* **Document excerpt**:
= = = =
But ad companies want more, and last year, the social network agreed to give it to them in the form of data collected from outside of the site.

Now, the company is to let advertisers use browsing data obtained when its users click on Like and Share buttons that have existed on external sites since they first launched in 2010.

Beginning next month, Facebook will add that data, along with information pulled from other social widgets, into its ad targeting systems, including those used on Instagram and the company’s mobile apps.

Such a change is obviously a boon for advertisers as well as Facebook, which thinks its users will be delighted, as explained in a blog post by its global deputy chief privacy officer, Stephen Deadman:

We hope that the ads people see will continue to become more useful and relevant and that this new control will make it easier for people to have the ads experience they want.

Whether its user base agrees is up for discussion, but Facebook is certainly aware that the change may not be universally accepted. In fact, Deadman used the same post to introduce a new way for people to turn off such targeting of ads:

Today, we're introducing an additional way for people to turn off this kind of advertising from the ad settings page right on Facebook. If you choose to use this tool, it will become the master control for online interest-based advertising across all of your devices and browsers where you use Facebook.
= = = =
* **Data provided**:
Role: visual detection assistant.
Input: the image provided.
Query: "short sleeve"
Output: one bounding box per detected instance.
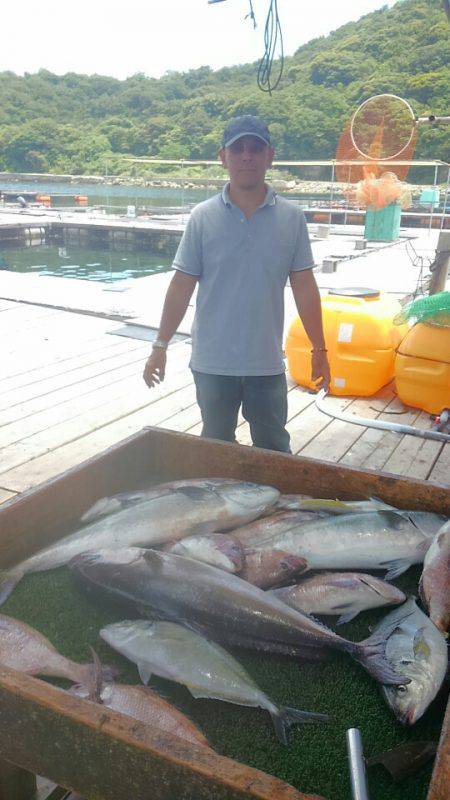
= = = =
* **Task instructions**:
1/ Decide whether each statement agrees with the text on Facebook ad targeting, answering yes or no and quoting the words of the text that decide it: (a) the Like and Share buttons have been on external sites since 2010; (b) the added data will feed only the ad systems of the main Facebook site, not Instagram; (c) the new opt-out tool affects only the browser where it is switched off.
2/ Reproduce the passage of the text on Facebook ad targeting from "Now, the company" to "company’s mobile apps.".
The lines that come after the text have no connection to it.

* **Solution list**:
1/
(a) Yes: "that have existed on external sites since they first launched in 2010"
(b) No: "including those used on Instagram and the company’s mobile apps"
(c) No: "it will become the master control for online interest-based advertising across all of your devices and browsers where you use Facebook"

2/
Now, the company is to let advertisers use browsing data obtained when its users click on Like and Share buttons that have existed on external sites since they first launched in 2010.

Beginning next month, Facebook will add that data, along with information pulled from other social widgets, into its ad targeting systems, including those used on Instagram and the company’s mobile apps.